(Natural-language object grounding data)
#####

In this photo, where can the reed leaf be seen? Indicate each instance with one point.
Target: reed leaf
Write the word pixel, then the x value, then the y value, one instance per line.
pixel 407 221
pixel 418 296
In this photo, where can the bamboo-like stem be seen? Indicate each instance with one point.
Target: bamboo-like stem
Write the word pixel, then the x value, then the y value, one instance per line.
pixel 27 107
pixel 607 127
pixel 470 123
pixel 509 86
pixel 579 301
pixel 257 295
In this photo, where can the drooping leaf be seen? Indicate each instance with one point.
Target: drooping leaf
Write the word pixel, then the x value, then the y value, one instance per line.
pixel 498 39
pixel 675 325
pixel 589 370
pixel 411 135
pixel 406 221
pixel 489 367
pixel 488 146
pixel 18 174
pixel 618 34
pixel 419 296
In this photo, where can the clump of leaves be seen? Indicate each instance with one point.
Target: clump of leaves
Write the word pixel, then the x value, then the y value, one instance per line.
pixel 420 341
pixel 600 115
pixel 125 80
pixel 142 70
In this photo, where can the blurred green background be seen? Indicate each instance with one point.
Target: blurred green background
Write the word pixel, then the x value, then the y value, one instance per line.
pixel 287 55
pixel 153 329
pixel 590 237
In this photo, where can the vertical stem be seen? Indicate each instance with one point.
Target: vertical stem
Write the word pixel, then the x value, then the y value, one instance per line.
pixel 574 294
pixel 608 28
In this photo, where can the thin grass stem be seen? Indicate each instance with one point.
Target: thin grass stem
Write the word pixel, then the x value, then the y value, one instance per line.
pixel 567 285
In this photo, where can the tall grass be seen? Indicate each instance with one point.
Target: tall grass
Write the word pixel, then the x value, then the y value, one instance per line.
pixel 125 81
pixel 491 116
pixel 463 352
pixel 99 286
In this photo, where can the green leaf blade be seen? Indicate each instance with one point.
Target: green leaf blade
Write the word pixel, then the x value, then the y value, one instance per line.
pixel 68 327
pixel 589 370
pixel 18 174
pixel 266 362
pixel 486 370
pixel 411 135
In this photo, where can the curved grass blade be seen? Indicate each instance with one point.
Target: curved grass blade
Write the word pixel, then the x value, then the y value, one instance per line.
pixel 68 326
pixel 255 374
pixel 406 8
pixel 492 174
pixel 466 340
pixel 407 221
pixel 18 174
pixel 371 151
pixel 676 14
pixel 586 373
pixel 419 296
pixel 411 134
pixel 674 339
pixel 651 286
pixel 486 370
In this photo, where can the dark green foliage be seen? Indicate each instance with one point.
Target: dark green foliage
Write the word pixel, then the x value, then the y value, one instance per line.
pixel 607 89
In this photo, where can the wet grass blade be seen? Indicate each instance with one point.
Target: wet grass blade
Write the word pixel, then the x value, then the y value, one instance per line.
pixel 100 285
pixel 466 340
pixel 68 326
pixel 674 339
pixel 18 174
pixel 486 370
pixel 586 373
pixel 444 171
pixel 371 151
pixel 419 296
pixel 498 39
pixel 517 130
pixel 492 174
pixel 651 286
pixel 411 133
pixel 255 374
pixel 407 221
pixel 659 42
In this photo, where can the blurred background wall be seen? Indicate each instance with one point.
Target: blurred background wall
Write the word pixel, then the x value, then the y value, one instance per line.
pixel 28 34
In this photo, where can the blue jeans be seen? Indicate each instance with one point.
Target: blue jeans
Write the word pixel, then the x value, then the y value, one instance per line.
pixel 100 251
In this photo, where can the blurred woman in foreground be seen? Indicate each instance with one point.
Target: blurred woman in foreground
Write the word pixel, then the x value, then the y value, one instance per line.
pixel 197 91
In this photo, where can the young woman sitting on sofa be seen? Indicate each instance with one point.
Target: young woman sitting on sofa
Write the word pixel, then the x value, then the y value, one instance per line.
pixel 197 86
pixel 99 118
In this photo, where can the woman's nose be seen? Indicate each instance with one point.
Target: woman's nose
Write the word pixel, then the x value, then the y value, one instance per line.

#####

Only the lines above that include the word "nose" belong in the answer; copy each one.

In this photo, where can the woman's nose be seen? Indicate each instance with one point.
Target: woman's nose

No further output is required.